■ Aufgabe: Gib alle folgenden Einträge Wort für Wort unverändert zurück.

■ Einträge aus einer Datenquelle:
____

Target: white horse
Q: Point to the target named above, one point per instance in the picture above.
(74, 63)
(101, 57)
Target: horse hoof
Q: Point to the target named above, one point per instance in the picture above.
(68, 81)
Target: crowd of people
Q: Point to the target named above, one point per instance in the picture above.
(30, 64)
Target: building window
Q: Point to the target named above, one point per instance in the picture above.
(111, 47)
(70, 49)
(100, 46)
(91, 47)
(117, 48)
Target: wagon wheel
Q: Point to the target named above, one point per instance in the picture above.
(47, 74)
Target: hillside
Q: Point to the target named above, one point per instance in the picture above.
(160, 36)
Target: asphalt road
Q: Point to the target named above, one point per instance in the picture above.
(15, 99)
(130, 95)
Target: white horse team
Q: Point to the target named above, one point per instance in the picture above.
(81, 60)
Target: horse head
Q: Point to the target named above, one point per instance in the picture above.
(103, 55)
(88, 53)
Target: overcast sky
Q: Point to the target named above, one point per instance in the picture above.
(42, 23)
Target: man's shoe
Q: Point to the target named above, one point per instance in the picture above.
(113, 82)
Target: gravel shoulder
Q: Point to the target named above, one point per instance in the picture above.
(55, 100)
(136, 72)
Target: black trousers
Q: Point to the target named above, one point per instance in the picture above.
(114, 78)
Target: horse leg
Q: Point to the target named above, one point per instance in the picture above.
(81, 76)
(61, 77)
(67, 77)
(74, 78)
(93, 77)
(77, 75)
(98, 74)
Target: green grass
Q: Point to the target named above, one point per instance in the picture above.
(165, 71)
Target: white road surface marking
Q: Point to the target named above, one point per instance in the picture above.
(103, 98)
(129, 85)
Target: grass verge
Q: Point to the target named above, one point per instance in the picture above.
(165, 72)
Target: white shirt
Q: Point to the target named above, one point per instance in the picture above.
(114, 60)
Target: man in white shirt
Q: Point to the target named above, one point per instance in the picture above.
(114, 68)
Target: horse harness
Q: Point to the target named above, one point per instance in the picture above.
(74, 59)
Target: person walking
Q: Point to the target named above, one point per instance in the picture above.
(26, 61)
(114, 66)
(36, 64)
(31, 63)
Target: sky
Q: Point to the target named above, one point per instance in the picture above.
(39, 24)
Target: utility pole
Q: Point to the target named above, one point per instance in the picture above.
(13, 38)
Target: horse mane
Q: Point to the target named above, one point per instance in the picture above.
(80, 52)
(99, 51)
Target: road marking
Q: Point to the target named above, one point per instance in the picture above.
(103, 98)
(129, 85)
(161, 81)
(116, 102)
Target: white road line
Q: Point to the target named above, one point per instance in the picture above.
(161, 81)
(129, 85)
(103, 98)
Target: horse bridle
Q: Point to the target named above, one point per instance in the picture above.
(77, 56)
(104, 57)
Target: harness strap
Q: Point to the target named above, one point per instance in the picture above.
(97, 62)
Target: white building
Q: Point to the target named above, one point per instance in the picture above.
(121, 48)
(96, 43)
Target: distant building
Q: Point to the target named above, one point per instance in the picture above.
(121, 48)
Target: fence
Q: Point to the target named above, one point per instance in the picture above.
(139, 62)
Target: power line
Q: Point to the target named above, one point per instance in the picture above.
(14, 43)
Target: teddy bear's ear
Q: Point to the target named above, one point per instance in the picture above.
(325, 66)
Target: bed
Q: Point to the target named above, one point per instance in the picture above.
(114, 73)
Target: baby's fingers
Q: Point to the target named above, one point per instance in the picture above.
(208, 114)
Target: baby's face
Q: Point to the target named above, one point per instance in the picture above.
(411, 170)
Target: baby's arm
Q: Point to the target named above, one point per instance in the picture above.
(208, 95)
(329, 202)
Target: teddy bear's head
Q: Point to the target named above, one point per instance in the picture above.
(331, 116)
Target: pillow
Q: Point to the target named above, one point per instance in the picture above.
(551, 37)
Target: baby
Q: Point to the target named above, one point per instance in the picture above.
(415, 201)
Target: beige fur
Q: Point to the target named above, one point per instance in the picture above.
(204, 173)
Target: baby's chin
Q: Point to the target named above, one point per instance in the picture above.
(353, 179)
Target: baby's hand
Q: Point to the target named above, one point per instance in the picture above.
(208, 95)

____

■ Antwort zur Aufgabe:
Target: white horse
Q: Point to the target named above, one point per instance in the picture above.
(74, 63)
(101, 57)
Target: horse hoof
Q: Point to the target named above, one point per instance in the picture above.
(68, 81)
Target: crowd of people
Q: Point to the target named above, one point per instance in the picture above.
(30, 64)
Target: building window
Q: Point to the target named above, one point per instance in the picture above.
(111, 47)
(70, 49)
(100, 46)
(91, 47)
(117, 48)
Target: wagon wheel
Q: Point to the target named above, one point per instance in the picture above.
(47, 74)
Target: hillside
Q: Point to the target named above, one point per instance in the picture above.
(160, 36)
Target: asphalt road
Q: Point to the target named above, one point per instance in the picture above.
(15, 99)
(130, 95)
Target: white horse team
Q: Point to the target named above, one point per instance in the picture above.
(81, 60)
Target: horse head
Q: Point to the target named above, one point per instance in the picture above.
(103, 55)
(88, 53)
Target: overcast sky
Q: Point to the target named above, one point per instance in the picture above.
(42, 23)
Target: man's shoe
Q: Point to the target named above, one point per instance in the picture above.
(113, 82)
Target: gravel shoulder
Q: Point to the target named above, one point per instance in the picture above.
(55, 100)
(136, 72)
Target: black trousers
Q: Point to the target named above, one point per instance in the picture above.
(114, 78)
Target: horse leg
Q: Point to the target named above, one point per instance in the picture above.
(81, 76)
(61, 77)
(67, 77)
(74, 78)
(93, 77)
(77, 75)
(98, 74)
Target: green grass
Q: Point to the target named above, one point per instance in the picture above.
(165, 71)
Target: white road surface marking
Q: Point to the target named above, one point per instance in the picture above.
(103, 98)
(129, 85)
Target: grass verge
Q: Point to the target named above, one point per instance in the picture above.
(165, 72)
Target: white shirt
Q: Point to the target named above, one point per instance in the picture above.
(114, 60)
Target: man in white shirt
Q: Point to the target named above, one point per instance in the picture above.
(114, 68)
Target: horse harness
Q: Point to the target named above, one point per instance in the picture above.
(74, 59)
Target: person walking
Q: Point to the target named above, one point per instance in the picture above.
(26, 61)
(114, 66)
(36, 64)
(31, 63)
Target: sky
Q: Point to the target named above, one point per instance in the picture above.
(39, 24)
Target: utility pole
Q: Point to the target named above, one point per instance in the picture above.
(13, 38)
Target: horse mane
Q: Point to the target named above, one point per instance in the picture above.
(80, 52)
(99, 51)
Target: road marking
Q: Point to the target named above, one point per instance in the picture above.
(103, 98)
(129, 85)
(161, 81)
(116, 102)
Target: white road line
Q: Point to the target named above, one point per instance in the picture above.
(161, 81)
(129, 85)
(103, 98)
Target: horse bridle
Q: Point to the target named above, one point per instance in the picture above.
(77, 56)
(104, 57)
Target: harness strap
Q: Point to the target named above, one point per instance in the picture above.
(97, 62)
Target: white building
Q: Point to the target named above, one point per instance in the picture above.
(121, 48)
(96, 43)
Target: distant building
Q: Point to the target named above, one point per instance in the picture above.
(121, 48)
Target: fence
Q: Point to the target named above, one point per instance in the picture above.
(139, 62)
Target: power line
Q: Point to the target named above, one point per instance in the picture above.
(14, 43)
Target: teddy bear's ear
Q: Point to the target named above, one point per instance in the picture above.
(325, 66)
Target: bed
Q: Point to the target named above, one point per instance in the picture above.
(114, 73)
Target: baby's fingers
Q: Point to the target named above, one point per instance in the picture above.
(208, 114)
Target: baby's face
Q: Point to the target named above, one point per instance in the picture above.
(411, 170)
Target: baby's arm
Q: Point to the target named above, one point per instance in the picture above.
(208, 95)
(329, 202)
Target: teddy bear's head
Q: Point to the target named above, one point per instance in the picture above.
(331, 116)
Target: pillow
Q: Point to the target named above, one point per instance in the picture above.
(551, 37)
Target: baby
Q: Point to the target named above, one point per instance in the picture above.
(415, 201)
Target: beige fur
Q: Point to the target named above, one point per instance in the picture above.
(204, 173)
Target: baby's chin
Q: Point to the target named above, one point per instance in the picture above.
(353, 179)
Target: baby's hand
Q: Point to the target named above, one point per instance in the picture above.
(208, 95)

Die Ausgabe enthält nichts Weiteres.